YOUR INSTRUCTIONS:
Turn the records below, from the line with "identify the white" to the line with "[84, 78, 102, 119]", into a Markdown table with the columns Row and Entry, one numbered row per line and blank lines omitted.
———
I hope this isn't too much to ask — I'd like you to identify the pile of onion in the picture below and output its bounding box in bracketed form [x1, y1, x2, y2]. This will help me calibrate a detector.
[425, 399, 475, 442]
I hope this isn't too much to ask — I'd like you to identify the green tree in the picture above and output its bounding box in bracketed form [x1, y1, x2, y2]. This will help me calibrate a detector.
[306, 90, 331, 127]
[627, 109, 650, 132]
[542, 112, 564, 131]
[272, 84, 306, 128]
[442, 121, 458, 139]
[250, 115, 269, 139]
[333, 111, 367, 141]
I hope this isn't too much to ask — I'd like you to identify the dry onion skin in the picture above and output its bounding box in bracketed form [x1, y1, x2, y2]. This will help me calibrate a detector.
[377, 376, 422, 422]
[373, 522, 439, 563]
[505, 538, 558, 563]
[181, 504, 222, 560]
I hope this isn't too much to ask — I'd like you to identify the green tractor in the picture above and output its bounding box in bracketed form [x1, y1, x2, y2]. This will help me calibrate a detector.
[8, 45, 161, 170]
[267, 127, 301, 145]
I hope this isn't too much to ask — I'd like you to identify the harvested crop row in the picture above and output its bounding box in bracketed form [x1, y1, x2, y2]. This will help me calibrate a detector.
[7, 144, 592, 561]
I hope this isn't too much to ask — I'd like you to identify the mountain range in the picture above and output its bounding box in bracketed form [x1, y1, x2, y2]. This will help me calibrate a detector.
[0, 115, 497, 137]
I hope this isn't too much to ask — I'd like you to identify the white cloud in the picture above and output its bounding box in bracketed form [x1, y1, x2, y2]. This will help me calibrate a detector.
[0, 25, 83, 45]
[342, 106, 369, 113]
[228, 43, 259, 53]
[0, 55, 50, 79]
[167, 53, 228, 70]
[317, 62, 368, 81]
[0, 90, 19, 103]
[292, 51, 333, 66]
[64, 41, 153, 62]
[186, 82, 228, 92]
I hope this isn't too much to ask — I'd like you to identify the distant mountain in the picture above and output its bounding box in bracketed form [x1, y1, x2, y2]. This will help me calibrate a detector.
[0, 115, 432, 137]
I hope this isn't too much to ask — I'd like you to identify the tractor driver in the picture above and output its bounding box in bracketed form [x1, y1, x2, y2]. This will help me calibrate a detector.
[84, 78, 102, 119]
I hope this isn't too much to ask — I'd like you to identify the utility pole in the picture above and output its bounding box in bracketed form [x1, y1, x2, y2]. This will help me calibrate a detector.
———
SOLUTION TO THIS PROBLEM:
| Row | Entry |
|---|---|
| 1 | I hope this isn't too much to ask — I'd like you to identify the white cloud in the picture above and output its bounding box in bracketed form [x1, y1, x2, y2]. This will help me calibrate a detector. |
| 2 | [0, 25, 83, 45] |
| 3 | [342, 106, 369, 113] |
| 4 | [228, 43, 259, 53] |
| 5 | [0, 55, 50, 79] |
| 6 | [167, 53, 228, 70] |
| 7 | [317, 62, 368, 81] |
| 8 | [0, 90, 19, 103] |
| 9 | [292, 51, 333, 66] |
| 10 | [64, 41, 153, 62] |
| 11 | [186, 82, 228, 92] |
| 12 | I hope this isn't too much to ask — I'd like you to identify the distant mountain in the picture above and output its bounding box in bracketed form [x1, y1, x2, y2]. This will help me calibrate a detector. |
| 13 | [0, 115, 432, 137] |
| 14 | I hope this isn't too much to ask — I'd like you to identify the tractor driver in the picture above and output its bounding box in bracketed form [x1, y1, x2, y2]. This will help me calibrate a detector. |
| 15 | [84, 78, 102, 119] |